* _Written instruction_:
Present every line of the material below as a numbered list, omitting blank lines. Leave the pictures out of your answer.

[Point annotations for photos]
----

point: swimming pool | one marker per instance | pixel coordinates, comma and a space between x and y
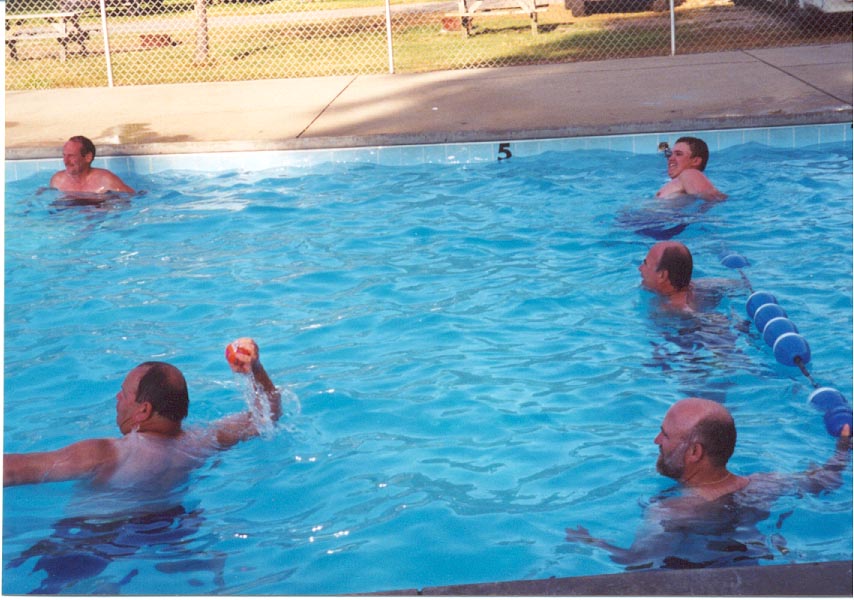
474, 365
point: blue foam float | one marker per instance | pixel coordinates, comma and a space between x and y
791, 349
734, 261
777, 327
765, 313
825, 398
836, 418
757, 299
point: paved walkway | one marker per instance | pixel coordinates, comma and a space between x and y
765, 87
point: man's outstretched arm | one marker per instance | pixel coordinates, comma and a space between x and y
828, 476
243, 358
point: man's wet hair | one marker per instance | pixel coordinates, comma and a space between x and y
164, 386
717, 436
679, 263
86, 145
698, 148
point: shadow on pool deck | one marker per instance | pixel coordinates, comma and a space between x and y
809, 580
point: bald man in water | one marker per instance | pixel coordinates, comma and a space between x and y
700, 523
155, 452
79, 174
667, 270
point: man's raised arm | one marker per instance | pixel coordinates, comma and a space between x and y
242, 356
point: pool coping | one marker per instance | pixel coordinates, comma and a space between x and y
825, 579
264, 159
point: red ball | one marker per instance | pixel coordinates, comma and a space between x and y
231, 352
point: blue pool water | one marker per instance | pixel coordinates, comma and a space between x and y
470, 362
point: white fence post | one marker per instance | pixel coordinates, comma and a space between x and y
106, 44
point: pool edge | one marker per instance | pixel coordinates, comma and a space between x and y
826, 579
825, 117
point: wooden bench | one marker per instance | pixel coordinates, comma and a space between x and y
468, 9
64, 27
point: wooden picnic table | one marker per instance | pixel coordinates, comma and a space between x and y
64, 27
468, 9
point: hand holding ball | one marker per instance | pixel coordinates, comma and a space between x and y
241, 354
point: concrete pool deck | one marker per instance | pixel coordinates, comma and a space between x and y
735, 89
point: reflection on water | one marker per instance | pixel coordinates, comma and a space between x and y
81, 548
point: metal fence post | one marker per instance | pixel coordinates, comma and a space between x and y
388, 37
672, 28
201, 32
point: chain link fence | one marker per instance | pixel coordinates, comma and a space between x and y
85, 43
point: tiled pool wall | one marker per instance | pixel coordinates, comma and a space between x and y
457, 153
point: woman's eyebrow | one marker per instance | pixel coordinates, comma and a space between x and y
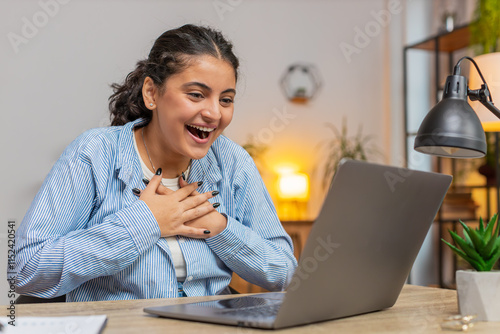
198, 84
205, 87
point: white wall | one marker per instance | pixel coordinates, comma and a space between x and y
55, 84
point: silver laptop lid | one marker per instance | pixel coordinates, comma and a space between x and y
364, 242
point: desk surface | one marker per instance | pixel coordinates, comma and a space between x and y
418, 310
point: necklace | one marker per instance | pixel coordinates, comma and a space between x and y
147, 152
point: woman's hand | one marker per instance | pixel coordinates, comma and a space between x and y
214, 221
175, 210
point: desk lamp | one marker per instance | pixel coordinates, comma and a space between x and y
452, 128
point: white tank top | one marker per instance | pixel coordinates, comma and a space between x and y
173, 244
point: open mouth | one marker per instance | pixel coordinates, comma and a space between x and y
199, 131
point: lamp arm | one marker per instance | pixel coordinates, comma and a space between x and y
456, 71
483, 94
491, 107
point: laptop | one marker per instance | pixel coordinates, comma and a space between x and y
357, 257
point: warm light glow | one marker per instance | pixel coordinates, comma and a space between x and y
293, 186
489, 64
450, 150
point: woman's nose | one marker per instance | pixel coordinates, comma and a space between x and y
212, 111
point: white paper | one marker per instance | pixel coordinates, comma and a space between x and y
55, 325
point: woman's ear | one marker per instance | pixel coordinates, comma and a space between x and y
149, 93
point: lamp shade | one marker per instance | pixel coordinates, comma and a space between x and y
490, 65
452, 128
293, 186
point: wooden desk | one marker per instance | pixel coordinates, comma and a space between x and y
418, 310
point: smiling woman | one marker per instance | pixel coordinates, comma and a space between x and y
160, 204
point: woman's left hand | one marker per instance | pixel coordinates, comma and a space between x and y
214, 221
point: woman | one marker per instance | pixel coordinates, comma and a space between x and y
159, 204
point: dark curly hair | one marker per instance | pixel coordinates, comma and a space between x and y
169, 55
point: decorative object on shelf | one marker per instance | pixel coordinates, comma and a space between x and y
485, 34
358, 147
449, 19
478, 290
301, 82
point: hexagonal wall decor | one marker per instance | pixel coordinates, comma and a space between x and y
301, 82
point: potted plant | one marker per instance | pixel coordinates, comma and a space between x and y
479, 290
358, 147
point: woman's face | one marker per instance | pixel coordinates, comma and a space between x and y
196, 106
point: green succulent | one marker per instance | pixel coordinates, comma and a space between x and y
480, 246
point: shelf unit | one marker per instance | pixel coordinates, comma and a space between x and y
446, 43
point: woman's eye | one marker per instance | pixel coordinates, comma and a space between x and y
196, 95
226, 101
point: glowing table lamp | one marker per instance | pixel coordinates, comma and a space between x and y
293, 186
293, 191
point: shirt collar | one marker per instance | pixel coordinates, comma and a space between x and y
129, 165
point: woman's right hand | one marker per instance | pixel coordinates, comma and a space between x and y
172, 209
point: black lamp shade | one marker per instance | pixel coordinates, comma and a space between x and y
452, 128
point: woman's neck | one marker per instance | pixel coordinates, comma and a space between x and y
153, 156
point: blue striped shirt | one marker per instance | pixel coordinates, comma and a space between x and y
88, 236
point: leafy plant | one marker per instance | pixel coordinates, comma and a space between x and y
485, 29
480, 247
358, 147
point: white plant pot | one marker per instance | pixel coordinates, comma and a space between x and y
479, 293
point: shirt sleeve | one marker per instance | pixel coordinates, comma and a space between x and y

----

* _Solution to the problem_:
1. point: swimming pool | one marker per instance | pixel coordinates, comma and a space between x and y
2. 474, 365
3. point: blue foam float | one marker per instance | pixel coordinates, comma and a space between x and y
4. 791, 349
5. 734, 261
6. 777, 327
7. 765, 313
8. 825, 398
9. 836, 418
10. 757, 299
11. point: paved walkway | one marker per instance | pixel coordinates, comma and a space between x and y
12. 765, 87
13. point: man's outstretched arm | one marker per instance | pixel coordinates, comma and a space between x and y
14. 828, 476
15. 243, 358
16. point: man's wet hair | one marker per instance | pixel coordinates, comma and a space between x and y
17. 164, 386
18. 717, 436
19. 679, 263
20. 86, 145
21. 698, 148
22. point: shadow on pool deck | one marker per instance | pixel coordinates, comma and a space between x and y
23. 809, 580
24. point: bald man in water | one marker per instance | pixel coordinates, comma and a space between x and y
25. 700, 523
26. 155, 452
27. 79, 174
28. 667, 270
29. point: man's raised arm | one marker per instance | pixel coordinates, comma and a space between x and y
30. 242, 356
31. point: pool coping | one marker per instance | pixel coordinates, comma and a space between x and y
32. 825, 579
33. 264, 159
34. point: red ball | one marker per instance | pixel coordinates, comma and a space between x and y
35. 231, 352
36. point: blue pool water | one marker per instance | pixel coordinates, comma and a space between x and y
37. 470, 362
38. point: white fence post | one marker per instance | pixel coordinates, comma and a space between x and y
39. 106, 44
40. point: pool edge | one marker per instance | pixel coordinates, comma and a space between x and y
41. 826, 579
42. 825, 117
43. point: wooden bench | one marker per instance | pixel coordinates, comma and a space between x and y
44. 468, 9
45. 64, 27
46. point: wooden picnic table | one marker per instance | pixel coordinates, comma and a space between x and y
47. 64, 27
48. 468, 9
49. point: hand holding ball | one marker per instance | pixel coordinates, comma and a space between x and y
50. 241, 354
51. point: concrete pool deck | one marker per instance | pixel coordinates, comma and a space between x and y
52. 735, 89
53. point: reflection on water | one marker per instance | pixel coordinates, comma and a space between x and y
54. 81, 548
55. point: metal fence post | one marker per instance | pixel coordinates, comma and a space between x and y
56. 388, 37
57. 672, 28
58. 201, 32
59. point: chain link fence | one marker per instance | pixel coordinates, comma and a space between x and y
60. 85, 43
61. point: tiled pool wall | one marker per instance | pixel coordinates, comma and a space between x and y
62. 457, 153
63. point: woman's eyebrow | one marker per instance | pixel coordinates, comma and a space between x and y
64. 198, 84
65. 205, 87
66. point: white wall | one marker per instance | pixel coordinates, comma and a space between x and y
67. 55, 84
68. point: silver laptop lid | one marker per instance | pixel coordinates, comma and a space between x and y
69. 364, 242
70. point: desk surface | one marker per instance | pixel coordinates, comma and a space between x and y
71. 418, 310
72. point: necklace | one marker per instance | pixel coordinates, comma and a space between x and y
73. 147, 152
74. point: woman's hand | one marker per instance | pixel coordinates, comma and a space between x and y
75. 214, 221
76. 175, 210
77. point: desk lamp | one marker per instance | pixel coordinates, comma and a space between x and y
78. 452, 128
79. point: white tank top | one marker per instance | pixel coordinates, comma and a space between x and y
80. 173, 244
81. point: open mouth | one marker per instance | pixel coordinates, comma and a space between x and y
82. 199, 131
83. point: lamp arm | one marker per instance | pixel coordinates, comma and a space between x and y
84. 456, 71
85. 483, 94
86. 491, 107
87. point: laptop | one marker per instance | pixel coordinates, comma and a space between x and y
88. 357, 257
89. point: warm light glow | one marker per instance | pixel coordinates, comma and a space between x and y
90. 293, 186
91. 489, 64
92. 450, 150
93. point: woman's nose | one marker per instance | pixel coordinates, comma and a space between x and y
94. 212, 111
95. point: white paper | one marker per instance | pixel coordinates, comma and a space between x and y
96. 55, 325
97. point: woman's ear | one marker per instance | pixel coordinates, comma and a space between x and y
98. 149, 93
99. point: lamp shade | one marker per instance | pixel coordinates, comma and a space between x and y
100. 490, 65
101. 452, 128
102. 293, 186
103. point: wooden desk | one marker per instance | pixel coordinates, comma and a space between x and y
104. 418, 310
105. point: smiling woman | one marker per instance | pixel coordinates, comma and a space between x and y
106. 160, 204
107. point: woman's left hand | one marker per instance | pixel coordinates, comma and a space between x and y
108. 214, 221
109. point: woman | one marker per instance | pixel coordinates, comma and a space between x and y
110. 159, 204
111. point: dark curly hair | one marker per instance | pixel coordinates, comma and a space between x and y
112. 169, 55
113. point: decorative object on shelf | one marker per instance | pixel coordinates, comma and a space between x and y
114. 485, 34
115. 358, 147
116. 449, 19
117. 478, 290
118. 301, 82
119. point: hexagonal wall decor | one marker per instance | pixel coordinates, comma and a space between x and y
120. 301, 82
121. point: potted plant | one marker per instance | pixel coordinates, comma and a space between x and y
122. 479, 290
123. 358, 147
124. point: woman's face | one marker per instance | pixel coordinates, comma and a space between x and y
125. 196, 106
126. point: green succulent | one marker per instance | pixel coordinates, comma and a space between x and y
127. 480, 246
128. point: shelf unit | one marker per instance | pixel coordinates, comma and a space between x and y
129. 446, 43
130. point: woman's eye | one marker per instance | pixel coordinates, comma and a space between x and y
131. 196, 95
132. 226, 101
133. point: glowing table lamp | one marker per instance | pixel coordinates, comma and a space between x and y
134. 293, 186
135. 293, 191
136. point: shirt collar | one marker per instance | pixel coordinates, comma and a space between x and y
137. 129, 165
138. point: woman's right hand | one marker per instance | pixel coordinates, comma and a space between x and y
139. 172, 209
140. point: black lamp shade | one marker per instance | pixel coordinates, comma and a space between x and y
141. 452, 128
142. point: woman's neck | one marker per instance | pixel coordinates, comma and a space between x and y
143. 153, 156
144. point: blue striped shirt | one marker per instance | pixel coordinates, comma and a space between x and y
145. 88, 236
146. point: leafy plant | one marker per instance | pixel coordinates, comma and a space between x and y
147. 485, 29
148. 480, 247
149. 358, 147
150. point: white plant pot | one marker per instance | pixel coordinates, comma and a space between x and y
151. 479, 293
152. point: shirt sleeve | one marker per instance | pixel coordinates, comma and a space between x and y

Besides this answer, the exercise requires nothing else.